[The records start]

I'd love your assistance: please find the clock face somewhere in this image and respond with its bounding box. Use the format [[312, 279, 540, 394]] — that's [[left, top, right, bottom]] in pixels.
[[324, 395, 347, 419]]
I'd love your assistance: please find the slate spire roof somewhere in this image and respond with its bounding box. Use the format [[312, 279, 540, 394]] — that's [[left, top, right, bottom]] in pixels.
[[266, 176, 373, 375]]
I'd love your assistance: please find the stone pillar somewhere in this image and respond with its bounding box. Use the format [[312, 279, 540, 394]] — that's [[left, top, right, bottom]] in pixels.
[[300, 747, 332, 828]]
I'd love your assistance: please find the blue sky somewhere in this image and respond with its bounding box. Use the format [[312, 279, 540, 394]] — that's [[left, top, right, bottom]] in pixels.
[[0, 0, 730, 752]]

[The records end]

§ Given exercise
Please convert the records into a Markdown table with the columns Row and Line, one line per row, starting at the line that contains "I'd love your assistance: please find the slate" and ending with the last line of the records. Leave out blank lines.

§ Finished exercise
| Row | Line |
|---|---|
| 1 | I'd love your assistance: please find the slate spire roof somewhere in this image and respond with its bounding box. Use the format [[312, 279, 540, 394]] — that's [[left, top, right, bottom]] in pixels. |
| 2 | [[266, 176, 373, 375]] |
| 3 | I'd love your assistance: please find the stone pillar somewhere in this image and respond with its bounding box. Use the format [[312, 279, 540, 394]] — that's [[left, top, right, bottom]] in pixels. |
| 4 | [[300, 747, 332, 828]] |
| 5 | I'd love your assistance: please find the blue sky somewhere in this image and respond with its bounding box. Use the format [[312, 279, 540, 394]] — that's [[left, top, right, bottom]] in pixels. |
| 6 | [[0, 0, 730, 752]] |